• Work to complete
Lay out everything in the records below from the line containing "I need to verify: does the image contain any white" down to the line containing "left=340, top=108, right=355, bottom=125", both included, as a Markdown table with the columns No. and Line. Number each line and leave out blank lines.

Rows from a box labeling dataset
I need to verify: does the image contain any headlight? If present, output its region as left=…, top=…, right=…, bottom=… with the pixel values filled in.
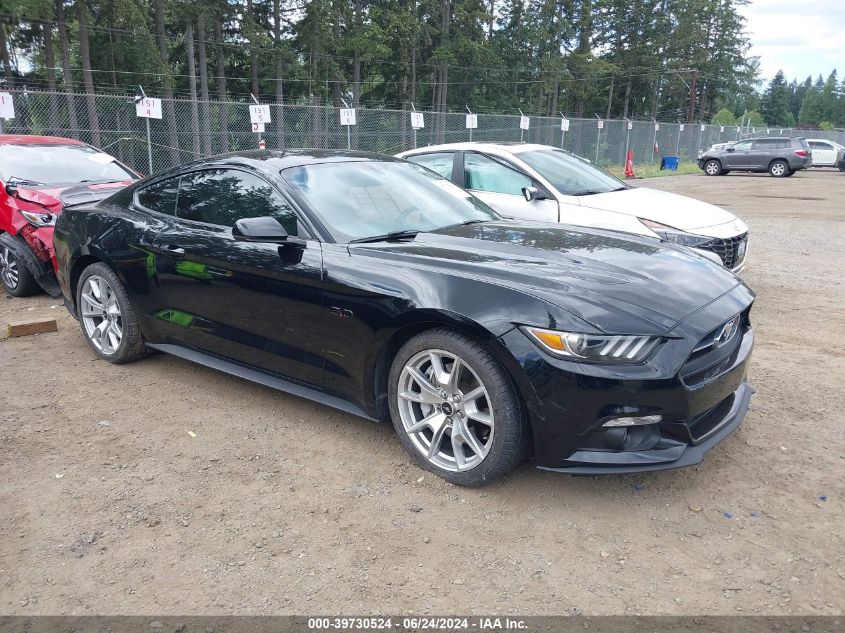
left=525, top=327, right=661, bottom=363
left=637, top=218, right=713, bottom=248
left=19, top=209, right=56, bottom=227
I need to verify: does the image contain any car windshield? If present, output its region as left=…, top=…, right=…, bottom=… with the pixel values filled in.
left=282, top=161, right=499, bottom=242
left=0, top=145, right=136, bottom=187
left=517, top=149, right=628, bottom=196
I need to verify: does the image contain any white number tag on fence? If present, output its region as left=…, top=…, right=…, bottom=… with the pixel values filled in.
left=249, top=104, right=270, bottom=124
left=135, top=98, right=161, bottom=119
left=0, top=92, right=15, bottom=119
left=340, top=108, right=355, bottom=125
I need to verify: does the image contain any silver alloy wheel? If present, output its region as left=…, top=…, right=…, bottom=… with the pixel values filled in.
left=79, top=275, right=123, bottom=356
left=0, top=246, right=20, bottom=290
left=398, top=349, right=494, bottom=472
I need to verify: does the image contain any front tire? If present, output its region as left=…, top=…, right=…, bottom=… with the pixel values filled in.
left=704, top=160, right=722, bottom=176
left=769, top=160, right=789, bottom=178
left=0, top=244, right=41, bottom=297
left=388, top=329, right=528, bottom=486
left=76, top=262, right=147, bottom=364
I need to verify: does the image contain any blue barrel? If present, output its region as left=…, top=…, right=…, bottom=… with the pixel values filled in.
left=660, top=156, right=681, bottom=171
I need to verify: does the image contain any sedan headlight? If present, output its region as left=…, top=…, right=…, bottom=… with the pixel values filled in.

• Solved exercise
| No. | Line |
|---|---|
| 1 | I need to verify: does the image contain any white number tag on fence? If present, output its region as left=…, top=…, right=…, bottom=… with the pixel values filled in. |
| 2 | left=249, top=104, right=270, bottom=124 |
| 3 | left=135, top=98, right=161, bottom=119 |
| 4 | left=0, top=92, right=15, bottom=119 |
| 5 | left=340, top=108, right=355, bottom=125 |